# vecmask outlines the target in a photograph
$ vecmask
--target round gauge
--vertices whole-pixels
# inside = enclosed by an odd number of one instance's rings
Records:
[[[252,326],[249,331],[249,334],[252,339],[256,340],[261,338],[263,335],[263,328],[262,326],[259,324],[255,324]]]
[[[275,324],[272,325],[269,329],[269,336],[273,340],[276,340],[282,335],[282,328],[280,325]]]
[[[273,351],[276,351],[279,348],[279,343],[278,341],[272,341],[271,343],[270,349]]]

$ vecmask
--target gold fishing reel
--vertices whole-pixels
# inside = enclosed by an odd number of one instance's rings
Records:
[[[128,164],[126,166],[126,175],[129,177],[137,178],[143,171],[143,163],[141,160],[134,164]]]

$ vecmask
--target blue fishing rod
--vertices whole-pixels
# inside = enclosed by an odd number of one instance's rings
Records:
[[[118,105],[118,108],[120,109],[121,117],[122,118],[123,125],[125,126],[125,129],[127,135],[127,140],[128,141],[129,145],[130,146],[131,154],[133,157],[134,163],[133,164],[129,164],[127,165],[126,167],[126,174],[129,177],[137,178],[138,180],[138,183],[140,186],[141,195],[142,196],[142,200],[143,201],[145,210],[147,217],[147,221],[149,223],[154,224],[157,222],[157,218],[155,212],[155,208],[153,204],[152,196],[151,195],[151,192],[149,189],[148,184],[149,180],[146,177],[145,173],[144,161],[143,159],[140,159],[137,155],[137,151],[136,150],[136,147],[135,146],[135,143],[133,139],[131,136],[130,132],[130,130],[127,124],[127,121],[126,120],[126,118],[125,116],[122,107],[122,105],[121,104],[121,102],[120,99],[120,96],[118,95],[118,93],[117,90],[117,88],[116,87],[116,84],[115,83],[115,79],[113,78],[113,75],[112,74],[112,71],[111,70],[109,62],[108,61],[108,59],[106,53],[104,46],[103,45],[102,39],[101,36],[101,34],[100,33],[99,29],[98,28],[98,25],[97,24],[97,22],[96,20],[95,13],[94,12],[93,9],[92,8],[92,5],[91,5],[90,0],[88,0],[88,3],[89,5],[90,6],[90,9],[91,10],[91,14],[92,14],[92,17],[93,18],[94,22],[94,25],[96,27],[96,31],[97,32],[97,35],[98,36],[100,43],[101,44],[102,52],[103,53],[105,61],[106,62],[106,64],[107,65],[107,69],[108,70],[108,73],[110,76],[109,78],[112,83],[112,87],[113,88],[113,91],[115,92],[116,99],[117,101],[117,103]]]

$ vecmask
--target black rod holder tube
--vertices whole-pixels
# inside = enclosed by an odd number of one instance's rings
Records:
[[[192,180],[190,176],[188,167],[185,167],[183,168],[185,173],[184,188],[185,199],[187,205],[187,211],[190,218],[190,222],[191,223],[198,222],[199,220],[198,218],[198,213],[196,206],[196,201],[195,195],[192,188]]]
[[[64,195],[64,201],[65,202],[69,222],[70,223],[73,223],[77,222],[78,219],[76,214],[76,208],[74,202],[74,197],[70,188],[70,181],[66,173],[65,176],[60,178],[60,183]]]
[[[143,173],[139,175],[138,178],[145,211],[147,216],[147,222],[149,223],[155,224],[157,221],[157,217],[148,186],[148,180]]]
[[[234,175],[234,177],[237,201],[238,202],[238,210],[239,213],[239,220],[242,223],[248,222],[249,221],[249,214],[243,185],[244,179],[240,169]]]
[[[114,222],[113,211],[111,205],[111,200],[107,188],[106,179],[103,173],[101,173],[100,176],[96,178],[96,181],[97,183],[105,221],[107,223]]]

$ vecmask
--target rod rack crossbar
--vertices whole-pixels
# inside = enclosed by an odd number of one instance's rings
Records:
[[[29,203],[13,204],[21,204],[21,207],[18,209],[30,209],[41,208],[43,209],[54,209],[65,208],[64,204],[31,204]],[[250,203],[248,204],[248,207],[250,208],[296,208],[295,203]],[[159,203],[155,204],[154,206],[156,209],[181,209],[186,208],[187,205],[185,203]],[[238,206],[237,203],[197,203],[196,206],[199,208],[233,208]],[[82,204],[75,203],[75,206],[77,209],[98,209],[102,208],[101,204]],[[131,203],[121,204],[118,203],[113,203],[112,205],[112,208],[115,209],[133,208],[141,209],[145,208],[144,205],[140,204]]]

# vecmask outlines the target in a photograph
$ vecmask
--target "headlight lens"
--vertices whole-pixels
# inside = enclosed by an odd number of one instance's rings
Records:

........

* [WORK INSTRUCTIONS] Write the material out again word for word.

* [PROBLEM SOLUTION]
# vecmask outlines the target in a photograph
$ vecmask
--target round gauge
--vertices whole-pixels
# inside = enclosed by an odd number of one instance's rings
Records:
[[[252,326],[249,331],[249,334],[252,339],[256,340],[261,338],[263,335],[263,328],[262,326],[259,324],[255,324]]]
[[[275,324],[272,325],[269,329],[269,336],[273,340],[276,340],[282,335],[282,328],[280,325]]]
[[[273,351],[276,351],[279,348],[279,343],[278,341],[272,341],[271,343],[270,349]]]

$ vecmask
--target gold fishing reel
--vertices whole-pixels
# inside = enclosed by an odd number of one instance's rings
Records:
[[[128,164],[126,166],[126,175],[129,177],[137,178],[143,171],[143,163],[141,160],[134,164]]]

$ vecmask
--target blue fishing rod
--vertices whole-pixels
# inside = enclosed by an odd number of one instance's rings
Records:
[[[118,105],[118,108],[120,109],[121,117],[122,118],[123,125],[125,126],[125,129],[127,135],[127,140],[128,141],[129,145],[130,146],[131,154],[133,157],[134,163],[133,164],[129,164],[127,165],[126,167],[126,174],[129,177],[137,178],[138,180],[138,183],[140,186],[141,195],[142,196],[142,200],[143,201],[145,210],[147,217],[147,221],[149,223],[154,224],[157,222],[157,218],[155,212],[155,208],[153,204],[152,196],[151,195],[151,192],[149,189],[148,184],[149,180],[146,177],[145,173],[144,161],[143,159],[140,159],[137,155],[137,151],[136,150],[136,147],[135,146],[135,143],[133,139],[131,136],[130,132],[130,130],[127,124],[127,121],[126,120],[126,118],[125,116],[122,107],[122,105],[121,104],[121,102],[120,99],[120,96],[118,95],[118,93],[117,90],[117,88],[116,87],[116,84],[115,83],[115,79],[113,78],[113,75],[112,74],[112,71],[111,70],[109,62],[108,61],[108,59],[106,53],[104,46],[103,45],[102,39],[101,36],[101,34],[100,33],[99,29],[98,28],[98,25],[97,24],[97,22],[96,20],[95,13],[94,12],[93,9],[92,8],[92,5],[91,5],[90,0],[88,0],[88,3],[89,5],[90,6],[90,9],[91,10],[91,14],[92,14],[92,17],[93,18],[94,22],[94,25],[96,27],[96,31],[97,32],[97,35],[98,36],[100,43],[101,44],[102,52],[103,53],[105,61],[106,62],[106,64],[107,65],[107,69],[108,70],[108,73],[110,76],[109,78],[112,83],[112,87],[113,88],[113,91],[115,92],[116,99],[117,101],[117,103]]]

$ vecmask
--target black rod holder tube
--vertices whole-pixels
# inside = enclosed by an odd number of one instance's rings
Records:
[[[192,180],[190,176],[188,167],[185,167],[183,168],[185,173],[184,188],[185,199],[187,205],[187,211],[190,218],[190,222],[191,223],[198,222],[199,220],[198,218],[198,213],[196,206],[196,201],[195,195],[192,188]]]
[[[64,195],[64,201],[65,202],[69,222],[70,223],[73,223],[77,222],[78,219],[76,214],[76,208],[74,202],[74,197],[70,188],[70,181],[66,173],[65,176],[60,178],[60,183]]]
[[[143,173],[139,175],[138,178],[145,211],[147,216],[147,222],[149,223],[155,224],[157,221],[157,217],[148,186],[148,180]]]
[[[234,175],[234,177],[237,201],[238,202],[238,210],[239,213],[239,220],[242,223],[248,222],[249,221],[249,214],[243,185],[244,179],[240,169]]]
[[[114,222],[113,211],[111,205],[111,200],[107,188],[106,179],[103,173],[101,173],[100,176],[96,178],[96,181],[97,183],[105,221],[107,223]]]

$ vecmask
--target rod rack crossbar
--vertices whole-pixels
# inside = enclosed by an odd number of one instance's rings
Records:
[[[29,203],[13,204],[21,204],[21,207],[18,209],[30,209],[41,208],[43,209],[54,209],[65,208],[64,204],[31,204]],[[250,203],[248,204],[248,207],[250,208],[296,208],[295,203]],[[159,203],[155,204],[154,206],[156,209],[181,209],[186,208],[187,205],[185,203]],[[238,206],[237,203],[197,203],[196,206],[199,208],[233,208]],[[82,204],[75,203],[75,206],[77,209],[98,209],[102,208],[101,204]],[[131,203],[121,204],[118,203],[113,203],[112,205],[112,208],[115,209],[133,208],[141,209],[145,208],[144,205],[140,204]]]

# vecmask outlines the target in a photograph
$ vecmask
--target "headlight lens"
--vertices whole-pixels
# inside = enclosed by an odd number of one instance's rings
Records:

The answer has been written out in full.